- **作業内容**
(1) 本文の「私が子供の頃は」で始まる段落を、主な事実を残して箇条書きに書き直してください。
(2) 次の(a)〜(c)が本文の内容と合うかどうかを、それぞれ「はい」か「いいえ」で答えてください。判断の根拠となる本文の語句も、そのまま引用してください。
(a) ヤマダ電気は1月2日も休業する。
(b) 他店はすでにヤマダ電気に追従して元旦営業をやめている。
(c) 筆者はサービス業に従事している。
(3) 本文によると、筆者はなぜ元旦営業をやめることを商売上「イタイこと」だと見ているのですか。1〜3文で説明してください。

SSブログ

元旦営業 [巷の雑感]

元旦営業.jpg

2008年が始まったばかりだと思っていたら、もう4月。卒業・入学・新年度・新生活も、もう落ち着いた頃だろうか。ちょっと前の話で恐縮なのだが、先月末にネット情報を眺めていると、業界最大手のヤマダ電気が元旦営業をやめるという知らせが流れた。
正月なんて、まだまだ先の話なのだが、稼ぎ時の初売り日を一日削ることは商売上はイタイことだろう。何といっても他店では、未だ追従の様子はないのだから。翌1月2日は営業するので、休日が1日増えただけ、と余裕を見せるコメントも聞かれ、さすが最大手の太っ腹というところだろうか。しかし、正月に営業すること自体に、そもそもの問題があったのでは、と思ってしまう。
私が子供の頃は、正月三が日はどの業種・どの店でも休みが当然だった。なので、年末には食材などを買い込んで、正月は家族とコタツを囲み、おせち料理をはさんでの団欒が当たり前だった。ところが1月2日から営業という店が増えてきて、更に元旦営業も珍しくなくなってきた昨今、正月といってもいつもと変わらぬ街の光景になってしまった。サービス業に従事する私としては、年末年始の人材確保に苦慮していたことを考えると、日本人の感情としては、年の大切な節目である正月に、いつもと同じように働かなければならないことには、少なからず抵抗感があるはず。製造業などではそんなことはないだろうが、パートやアルバイトなどの非正社員の多いサービス業では、競争に勝ち抜くため、職を失わないため、に無理をして正月返上で働き続けてきたのではないだろうか。

- **提供データ**
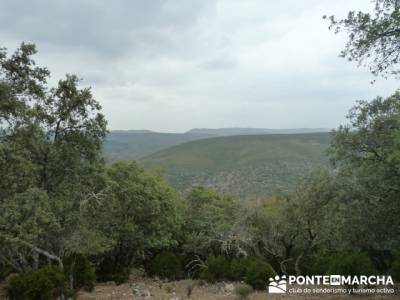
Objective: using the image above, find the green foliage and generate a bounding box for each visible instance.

- **回答**
(1)
- 筆者の子供の頃は、正月三が日はどの業種、どの店も休むのが当然だった。
- 年末に食材などを買い込み、正月は家族でコタツを囲み、おせち料理を食べながら団欒するのが当たり前だった。
- やがて1月2日から営業する店が増え、元旦営業も珍しくなくなった。その結果、正月でも街の光景はいつもと変わらなくなった。
- 筆者はサービス業に従事しており、年末年始の人材確保に苦慮してきた。その経験から、大切な節目である正月にいつもと同じように働くことには、日本人として少なからず抵抗感があるはずだと考えている。
- パートやアルバイトなど非正社員の多いサービス業では、競争に勝ち抜くため、職を失わないために、無理をして正月返上で働き続けてきたのではないかと筆者は見ている。

(2)
(a) いいえ。「翌1月2日は営業するので」
(b) いいえ。「他店では、未だ追従の様子はないのだから」
(c) はい。「サービス業に従事する私としては」

(3) 元旦は稼ぎ時の初売り日であり、営業をやめればその一日を削ることになるからです。さらに、他店にはまだ追従する様子がないためです。